◆ **GIVEN INFORMATION**
::::::::
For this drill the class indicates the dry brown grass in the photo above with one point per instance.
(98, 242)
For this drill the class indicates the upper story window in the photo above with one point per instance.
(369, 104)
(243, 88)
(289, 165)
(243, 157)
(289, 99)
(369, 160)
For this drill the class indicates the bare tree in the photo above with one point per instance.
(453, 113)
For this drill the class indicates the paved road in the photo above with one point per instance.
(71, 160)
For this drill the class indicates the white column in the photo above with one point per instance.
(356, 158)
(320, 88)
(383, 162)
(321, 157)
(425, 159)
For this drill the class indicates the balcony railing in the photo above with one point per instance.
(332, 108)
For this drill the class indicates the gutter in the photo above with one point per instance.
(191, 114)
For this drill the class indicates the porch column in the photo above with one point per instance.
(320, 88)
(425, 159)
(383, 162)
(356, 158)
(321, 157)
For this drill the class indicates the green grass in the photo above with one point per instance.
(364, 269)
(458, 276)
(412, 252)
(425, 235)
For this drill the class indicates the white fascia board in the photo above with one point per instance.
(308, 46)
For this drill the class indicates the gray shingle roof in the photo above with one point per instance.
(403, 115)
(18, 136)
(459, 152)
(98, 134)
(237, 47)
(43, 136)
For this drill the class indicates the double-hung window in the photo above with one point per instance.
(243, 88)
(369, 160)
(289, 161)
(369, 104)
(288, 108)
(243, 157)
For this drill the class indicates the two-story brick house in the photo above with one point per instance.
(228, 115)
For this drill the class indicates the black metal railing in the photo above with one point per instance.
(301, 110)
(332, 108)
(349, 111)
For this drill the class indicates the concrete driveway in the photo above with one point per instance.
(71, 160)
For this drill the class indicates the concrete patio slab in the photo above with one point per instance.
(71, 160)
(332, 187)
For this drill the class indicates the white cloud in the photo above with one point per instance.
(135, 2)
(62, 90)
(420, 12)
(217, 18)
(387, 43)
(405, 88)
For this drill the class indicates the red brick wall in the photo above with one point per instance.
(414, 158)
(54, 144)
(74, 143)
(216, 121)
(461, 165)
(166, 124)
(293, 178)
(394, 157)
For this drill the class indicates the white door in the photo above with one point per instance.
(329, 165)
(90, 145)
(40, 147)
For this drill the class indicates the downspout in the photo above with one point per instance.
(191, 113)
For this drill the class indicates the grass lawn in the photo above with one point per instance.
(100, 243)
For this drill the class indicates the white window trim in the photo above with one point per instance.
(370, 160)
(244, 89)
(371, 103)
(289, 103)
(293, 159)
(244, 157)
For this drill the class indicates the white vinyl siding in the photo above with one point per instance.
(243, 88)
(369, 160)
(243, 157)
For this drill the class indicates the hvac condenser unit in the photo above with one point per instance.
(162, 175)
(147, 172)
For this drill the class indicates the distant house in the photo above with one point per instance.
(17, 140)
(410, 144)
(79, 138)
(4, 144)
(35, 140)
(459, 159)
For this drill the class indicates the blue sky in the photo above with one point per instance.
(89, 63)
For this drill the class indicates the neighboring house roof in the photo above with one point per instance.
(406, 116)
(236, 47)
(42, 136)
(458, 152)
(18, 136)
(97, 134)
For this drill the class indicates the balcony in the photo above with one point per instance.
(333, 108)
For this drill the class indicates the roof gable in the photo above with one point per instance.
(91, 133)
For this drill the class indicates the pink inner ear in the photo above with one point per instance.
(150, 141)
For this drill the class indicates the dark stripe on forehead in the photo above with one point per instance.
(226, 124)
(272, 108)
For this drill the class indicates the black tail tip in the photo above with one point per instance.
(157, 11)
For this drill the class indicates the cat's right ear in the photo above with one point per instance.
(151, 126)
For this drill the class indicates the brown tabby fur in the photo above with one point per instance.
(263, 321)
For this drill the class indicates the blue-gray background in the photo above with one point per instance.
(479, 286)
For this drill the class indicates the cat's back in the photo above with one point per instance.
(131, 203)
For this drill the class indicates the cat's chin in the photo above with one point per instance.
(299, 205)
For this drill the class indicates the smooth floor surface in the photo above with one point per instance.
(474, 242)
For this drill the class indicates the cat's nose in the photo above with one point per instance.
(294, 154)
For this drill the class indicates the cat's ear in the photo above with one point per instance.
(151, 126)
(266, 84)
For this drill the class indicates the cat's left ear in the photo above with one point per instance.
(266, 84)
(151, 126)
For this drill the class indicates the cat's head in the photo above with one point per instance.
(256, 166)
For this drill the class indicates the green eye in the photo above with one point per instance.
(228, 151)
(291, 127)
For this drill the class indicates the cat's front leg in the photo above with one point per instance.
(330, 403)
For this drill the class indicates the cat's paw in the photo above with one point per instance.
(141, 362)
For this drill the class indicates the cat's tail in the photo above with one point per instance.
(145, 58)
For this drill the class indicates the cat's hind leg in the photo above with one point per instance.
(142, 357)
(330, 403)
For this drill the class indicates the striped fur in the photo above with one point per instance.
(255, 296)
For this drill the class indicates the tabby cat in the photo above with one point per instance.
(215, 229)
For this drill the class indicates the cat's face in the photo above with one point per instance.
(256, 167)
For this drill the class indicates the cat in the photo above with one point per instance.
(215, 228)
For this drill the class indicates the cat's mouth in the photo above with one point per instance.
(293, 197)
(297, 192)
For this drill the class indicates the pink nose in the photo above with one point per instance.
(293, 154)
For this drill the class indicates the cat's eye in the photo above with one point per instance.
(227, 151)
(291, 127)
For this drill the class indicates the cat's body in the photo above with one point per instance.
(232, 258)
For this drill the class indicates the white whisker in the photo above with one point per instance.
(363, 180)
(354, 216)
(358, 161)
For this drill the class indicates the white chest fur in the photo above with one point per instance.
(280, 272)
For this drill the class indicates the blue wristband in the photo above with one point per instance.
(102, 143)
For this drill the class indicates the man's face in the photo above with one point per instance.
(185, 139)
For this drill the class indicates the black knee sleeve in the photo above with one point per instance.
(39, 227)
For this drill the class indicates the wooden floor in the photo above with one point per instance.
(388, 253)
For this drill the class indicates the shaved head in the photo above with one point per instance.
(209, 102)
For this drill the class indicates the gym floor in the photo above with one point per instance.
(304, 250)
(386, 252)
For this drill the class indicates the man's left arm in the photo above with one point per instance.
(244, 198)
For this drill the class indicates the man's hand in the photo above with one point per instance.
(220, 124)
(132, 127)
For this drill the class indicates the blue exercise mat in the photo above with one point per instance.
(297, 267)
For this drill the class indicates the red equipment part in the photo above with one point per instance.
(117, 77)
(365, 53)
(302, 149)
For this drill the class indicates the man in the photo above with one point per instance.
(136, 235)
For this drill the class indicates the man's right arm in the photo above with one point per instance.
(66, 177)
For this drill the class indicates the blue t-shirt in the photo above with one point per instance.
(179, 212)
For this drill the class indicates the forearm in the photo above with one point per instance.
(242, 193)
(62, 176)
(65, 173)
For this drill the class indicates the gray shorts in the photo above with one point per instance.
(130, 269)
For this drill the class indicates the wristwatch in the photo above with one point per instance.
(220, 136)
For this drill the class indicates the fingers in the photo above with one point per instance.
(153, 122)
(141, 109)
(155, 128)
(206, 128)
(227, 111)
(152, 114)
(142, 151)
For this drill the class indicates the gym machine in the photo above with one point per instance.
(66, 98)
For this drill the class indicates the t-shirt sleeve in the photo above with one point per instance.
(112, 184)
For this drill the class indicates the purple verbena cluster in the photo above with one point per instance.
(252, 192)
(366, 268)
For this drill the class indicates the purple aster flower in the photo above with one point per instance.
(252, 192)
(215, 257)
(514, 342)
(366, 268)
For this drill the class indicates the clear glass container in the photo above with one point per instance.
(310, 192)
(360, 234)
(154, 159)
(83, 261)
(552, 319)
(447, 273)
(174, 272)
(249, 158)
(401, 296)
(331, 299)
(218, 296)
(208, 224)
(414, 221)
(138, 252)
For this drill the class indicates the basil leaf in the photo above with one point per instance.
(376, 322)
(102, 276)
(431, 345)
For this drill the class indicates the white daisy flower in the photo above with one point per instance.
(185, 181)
::::::::
◆ **WHAT THE EXERCISE ASKS**
Copy out, with no changes, the part of the material that opens with the line containing "For this drill the class indicates the man's left" and closes with the material's last line.

◆ **REPLY**
For this drill the class indicates the man's left arm in the photo above with one point per instance.
(244, 198)
For this drill the class indicates the man's hand in the photo above with one point per instance.
(220, 124)
(132, 127)
For this drill the class indicates the blue exercise mat in the photo above with one point per instance.
(297, 267)
For this drill the class indicates the red equipment part in the photo above with one point per instance.
(117, 77)
(365, 53)
(302, 149)
For this drill the class indicates the man in the photo above with one point per instance.
(136, 235)
For this drill the class indicates the man's right arm in the photo above with one point per instance.
(66, 177)
For this drill the class indicates the blue t-shirt in the photo above with one point per instance.
(179, 212)
For this drill the class indicates the forearm in the photo above with one point per instance.
(242, 193)
(62, 176)
(65, 173)
For this drill the class indicates the gray shorts in the photo above with one point per instance.
(130, 269)
For this drill the class indicates the wristwatch in the photo above with one point per instance.
(220, 136)
For this drill the class indicates the fingers in the photo above with one point per instance.
(153, 122)
(141, 109)
(155, 128)
(206, 128)
(227, 111)
(152, 114)
(142, 151)
For this drill the class indicates the gym machine in the photo above with one point per instance.
(66, 98)
For this drill the class indicates the t-shirt sleeve in the photo above with one point per instance.
(112, 184)
For this drill the class indicates the purple verbena cluster in the photo above with one point per instance.
(252, 192)
(366, 268)
For this drill the class indicates the purple aster flower in the photo above with one point per instance.
(252, 192)
(215, 257)
(514, 342)
(366, 268)
For this drill the class indicates the clear glass container in the photo above with one point per instance.
(310, 192)
(360, 234)
(154, 159)
(83, 261)
(552, 319)
(447, 273)
(174, 272)
(249, 158)
(401, 296)
(331, 299)
(218, 296)
(208, 224)
(414, 221)
(138, 252)
For this drill the class indicates the basil leaf in the photo above with one point per instance.
(376, 322)
(102, 276)
(431, 345)
For this drill the class indicates the white daisy flower in the photo above with one point per instance.
(185, 181)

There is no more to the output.